Pedro el Escamoso  is a popular telenovela filmed in Colombia and produced by the Colombian network, Caracol TV (Cadena Radial Colombiana – "Colombian Radio Network").

This novela is about a tacky, overly confident but charming macho man who comes from a small town in Colombia.  Fleeing a problem with "skirts," Pedro moves to the capital (Bogotá) to find his fortune and encounters a series of events and people that change his life dramatically. Pedro is the epitome of a man who can get all the women he wants, but can't get the one he loves. "Escamoso," a Colombian colloquialism for someone who thinks he's "all that," is the perfect descriptor for Pedro, a smooth-talking, expression-spewing show-off ladykiller with a huge ego and a huge heart to match.

Plot 
The story of Pedro Coral Tavera (Miguel Varoni) is animated, colorful, funny, heartwarming and heartbreaking all at the same time. He is not the typical gallant protagonist; he is not rich, he is not handsome, he does not dress well, he thinks he is a good dancer.

Annotated coordinate listing:

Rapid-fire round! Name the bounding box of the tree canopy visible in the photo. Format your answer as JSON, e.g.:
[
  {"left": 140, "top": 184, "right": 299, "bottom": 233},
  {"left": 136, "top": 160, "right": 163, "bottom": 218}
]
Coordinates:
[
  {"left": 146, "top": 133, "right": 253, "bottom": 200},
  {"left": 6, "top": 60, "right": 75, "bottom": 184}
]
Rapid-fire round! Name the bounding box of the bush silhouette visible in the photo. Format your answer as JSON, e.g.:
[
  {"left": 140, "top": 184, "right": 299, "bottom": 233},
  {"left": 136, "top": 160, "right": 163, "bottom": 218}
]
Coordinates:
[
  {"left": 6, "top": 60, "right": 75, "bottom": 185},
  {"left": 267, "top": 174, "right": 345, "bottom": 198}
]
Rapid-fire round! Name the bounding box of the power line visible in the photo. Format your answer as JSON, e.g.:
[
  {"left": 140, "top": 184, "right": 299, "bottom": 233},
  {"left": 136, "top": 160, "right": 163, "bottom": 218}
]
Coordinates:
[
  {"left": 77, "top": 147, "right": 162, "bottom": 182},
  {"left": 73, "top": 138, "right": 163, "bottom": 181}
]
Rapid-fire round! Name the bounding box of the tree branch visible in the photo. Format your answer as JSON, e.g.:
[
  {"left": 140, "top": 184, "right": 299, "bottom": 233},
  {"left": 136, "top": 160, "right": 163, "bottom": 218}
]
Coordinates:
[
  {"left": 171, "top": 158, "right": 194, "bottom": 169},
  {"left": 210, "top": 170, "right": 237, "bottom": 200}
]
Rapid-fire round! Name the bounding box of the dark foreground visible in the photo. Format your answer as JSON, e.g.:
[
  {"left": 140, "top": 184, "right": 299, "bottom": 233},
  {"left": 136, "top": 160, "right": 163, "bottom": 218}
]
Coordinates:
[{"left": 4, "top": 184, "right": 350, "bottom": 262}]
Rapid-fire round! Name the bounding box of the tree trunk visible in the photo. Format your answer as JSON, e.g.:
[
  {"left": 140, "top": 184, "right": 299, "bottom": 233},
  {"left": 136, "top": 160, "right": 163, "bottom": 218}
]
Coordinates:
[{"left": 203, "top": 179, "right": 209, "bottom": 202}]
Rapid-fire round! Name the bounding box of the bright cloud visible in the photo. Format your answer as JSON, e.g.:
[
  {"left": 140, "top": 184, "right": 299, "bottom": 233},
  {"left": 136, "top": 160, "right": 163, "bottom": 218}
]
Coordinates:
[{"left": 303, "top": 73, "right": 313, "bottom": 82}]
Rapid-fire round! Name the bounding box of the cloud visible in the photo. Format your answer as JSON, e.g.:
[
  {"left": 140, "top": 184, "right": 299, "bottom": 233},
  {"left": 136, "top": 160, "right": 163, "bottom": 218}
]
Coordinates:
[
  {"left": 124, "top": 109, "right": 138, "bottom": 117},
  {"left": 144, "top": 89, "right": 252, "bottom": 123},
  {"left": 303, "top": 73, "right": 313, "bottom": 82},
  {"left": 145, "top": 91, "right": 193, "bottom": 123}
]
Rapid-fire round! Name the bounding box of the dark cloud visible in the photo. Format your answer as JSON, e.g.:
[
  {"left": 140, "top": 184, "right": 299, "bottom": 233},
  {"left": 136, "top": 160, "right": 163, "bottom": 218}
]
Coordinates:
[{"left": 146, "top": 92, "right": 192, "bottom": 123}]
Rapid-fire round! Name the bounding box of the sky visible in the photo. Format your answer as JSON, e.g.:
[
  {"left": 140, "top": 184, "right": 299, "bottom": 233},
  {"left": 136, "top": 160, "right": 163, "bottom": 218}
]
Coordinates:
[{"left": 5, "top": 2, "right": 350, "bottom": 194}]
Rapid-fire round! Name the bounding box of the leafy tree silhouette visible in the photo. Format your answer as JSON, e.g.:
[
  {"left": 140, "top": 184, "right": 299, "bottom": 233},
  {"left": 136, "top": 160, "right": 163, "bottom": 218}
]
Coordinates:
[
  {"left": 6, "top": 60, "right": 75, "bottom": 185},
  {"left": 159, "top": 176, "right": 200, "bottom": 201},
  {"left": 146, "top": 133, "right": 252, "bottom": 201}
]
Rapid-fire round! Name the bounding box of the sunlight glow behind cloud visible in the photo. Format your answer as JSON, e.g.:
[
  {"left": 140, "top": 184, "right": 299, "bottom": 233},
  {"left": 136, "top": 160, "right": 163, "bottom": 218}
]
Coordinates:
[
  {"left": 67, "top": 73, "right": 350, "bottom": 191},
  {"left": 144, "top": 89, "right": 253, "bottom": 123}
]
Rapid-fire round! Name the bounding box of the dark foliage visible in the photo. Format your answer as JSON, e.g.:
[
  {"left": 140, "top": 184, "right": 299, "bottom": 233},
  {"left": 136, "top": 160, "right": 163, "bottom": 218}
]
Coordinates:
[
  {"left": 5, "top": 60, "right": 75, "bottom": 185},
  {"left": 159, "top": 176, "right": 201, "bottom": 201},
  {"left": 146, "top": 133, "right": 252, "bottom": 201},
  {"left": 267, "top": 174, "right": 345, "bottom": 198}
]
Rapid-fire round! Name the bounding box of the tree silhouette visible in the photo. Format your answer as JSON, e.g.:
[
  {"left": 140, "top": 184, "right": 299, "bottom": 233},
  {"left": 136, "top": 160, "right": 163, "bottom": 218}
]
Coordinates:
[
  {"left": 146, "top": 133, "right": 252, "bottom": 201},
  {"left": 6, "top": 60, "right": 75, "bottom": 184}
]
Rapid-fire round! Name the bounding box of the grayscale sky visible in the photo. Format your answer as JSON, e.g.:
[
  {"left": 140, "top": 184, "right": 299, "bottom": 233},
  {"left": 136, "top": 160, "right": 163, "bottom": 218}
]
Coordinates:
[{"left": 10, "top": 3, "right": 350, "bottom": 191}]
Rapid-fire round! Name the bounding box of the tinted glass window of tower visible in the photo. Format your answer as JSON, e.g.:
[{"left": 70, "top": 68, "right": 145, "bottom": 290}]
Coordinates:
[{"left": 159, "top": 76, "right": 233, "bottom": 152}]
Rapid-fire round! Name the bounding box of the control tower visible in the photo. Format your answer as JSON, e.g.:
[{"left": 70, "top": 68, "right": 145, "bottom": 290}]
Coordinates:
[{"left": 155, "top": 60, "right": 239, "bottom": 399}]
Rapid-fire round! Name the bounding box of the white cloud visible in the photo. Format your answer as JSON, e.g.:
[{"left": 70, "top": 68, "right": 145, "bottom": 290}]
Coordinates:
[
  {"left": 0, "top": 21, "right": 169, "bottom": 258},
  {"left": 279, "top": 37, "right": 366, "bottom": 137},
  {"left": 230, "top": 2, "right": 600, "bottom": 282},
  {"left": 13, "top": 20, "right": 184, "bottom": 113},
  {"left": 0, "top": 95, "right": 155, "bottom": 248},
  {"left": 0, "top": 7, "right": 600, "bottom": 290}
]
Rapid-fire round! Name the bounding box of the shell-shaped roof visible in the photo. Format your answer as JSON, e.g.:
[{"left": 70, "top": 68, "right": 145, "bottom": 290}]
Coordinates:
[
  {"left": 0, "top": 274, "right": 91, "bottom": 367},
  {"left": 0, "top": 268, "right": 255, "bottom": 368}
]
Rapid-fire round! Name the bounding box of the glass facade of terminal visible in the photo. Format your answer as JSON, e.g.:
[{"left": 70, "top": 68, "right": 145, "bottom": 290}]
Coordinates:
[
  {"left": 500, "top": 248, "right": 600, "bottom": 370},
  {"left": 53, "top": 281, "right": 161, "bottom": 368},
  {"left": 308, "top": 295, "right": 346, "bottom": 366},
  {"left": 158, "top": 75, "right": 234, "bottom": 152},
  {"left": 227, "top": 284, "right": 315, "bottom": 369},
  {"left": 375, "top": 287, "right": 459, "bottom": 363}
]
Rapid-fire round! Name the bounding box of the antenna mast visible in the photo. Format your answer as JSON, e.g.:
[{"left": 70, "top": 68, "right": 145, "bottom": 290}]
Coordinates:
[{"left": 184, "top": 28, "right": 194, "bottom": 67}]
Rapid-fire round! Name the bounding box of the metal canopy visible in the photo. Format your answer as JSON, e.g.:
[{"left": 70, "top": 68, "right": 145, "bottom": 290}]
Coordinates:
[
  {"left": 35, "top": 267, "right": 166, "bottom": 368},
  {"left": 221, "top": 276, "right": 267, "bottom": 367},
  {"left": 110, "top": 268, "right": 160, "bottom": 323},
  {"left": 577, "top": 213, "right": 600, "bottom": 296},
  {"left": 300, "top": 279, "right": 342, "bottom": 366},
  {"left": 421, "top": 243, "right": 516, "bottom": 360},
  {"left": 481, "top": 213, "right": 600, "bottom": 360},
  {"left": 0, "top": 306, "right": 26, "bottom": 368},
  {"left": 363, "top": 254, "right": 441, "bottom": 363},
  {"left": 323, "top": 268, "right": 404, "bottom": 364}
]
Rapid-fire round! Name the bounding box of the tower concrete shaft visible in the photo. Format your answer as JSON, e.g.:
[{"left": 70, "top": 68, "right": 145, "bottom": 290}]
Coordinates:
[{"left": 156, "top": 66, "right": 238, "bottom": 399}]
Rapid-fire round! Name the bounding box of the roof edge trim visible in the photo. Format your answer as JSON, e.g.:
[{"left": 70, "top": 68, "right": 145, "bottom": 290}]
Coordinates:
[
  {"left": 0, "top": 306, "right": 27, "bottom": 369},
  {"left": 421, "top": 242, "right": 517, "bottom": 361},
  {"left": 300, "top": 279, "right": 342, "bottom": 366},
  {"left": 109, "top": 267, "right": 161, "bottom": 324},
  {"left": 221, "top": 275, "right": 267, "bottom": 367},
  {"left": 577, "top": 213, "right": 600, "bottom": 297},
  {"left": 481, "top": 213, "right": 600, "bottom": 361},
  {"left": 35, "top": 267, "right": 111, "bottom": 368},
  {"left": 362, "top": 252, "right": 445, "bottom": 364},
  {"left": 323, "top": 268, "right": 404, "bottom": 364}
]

Things to do:
1/ Copy from the article on Pedro el Escamoso, starting with "This novela is" and going on through "heart to match.".
2/ Condense the paragraph of the article on Pedro el Escamoso that begins "This novela is about" into a short bulleted list that keeps its main facts.
This listing was taken from a separate source.

The answers:
1/
This novela is about a tacky, overly confident but charming macho man who comes from a small town in Colombia.  Fleeing a problem with "skirts," Pedro moves to the capital (Bogotá) to find his fortune and encounters a series of events and people that change his life dramatically. Pedro is the epitome of a man who can get all the women he wants, but can't get the one he loves. "Escamoso," a Colombian colloquialism for someone who thinks he's "all that," is the perfect descriptor for Pedro, a smooth-talking, expression-spewing show-off ladykiller with a huge ego and a huge heart to match.

2/
- Pedro is a tacky, overly confident but charming macho man from a small town in Colombia.
- Fleeing a problem with "skirts," he moves to Bogotá to find his fortune, where events and people change his life dramatically.
- He can get all the women he wants but not the one he loves.
- "Escamoso," Colombian slang for someone who thinks he's "all that," suits Pedro, a smooth-talking show-off ladykiller with a huge ego and a huge heart.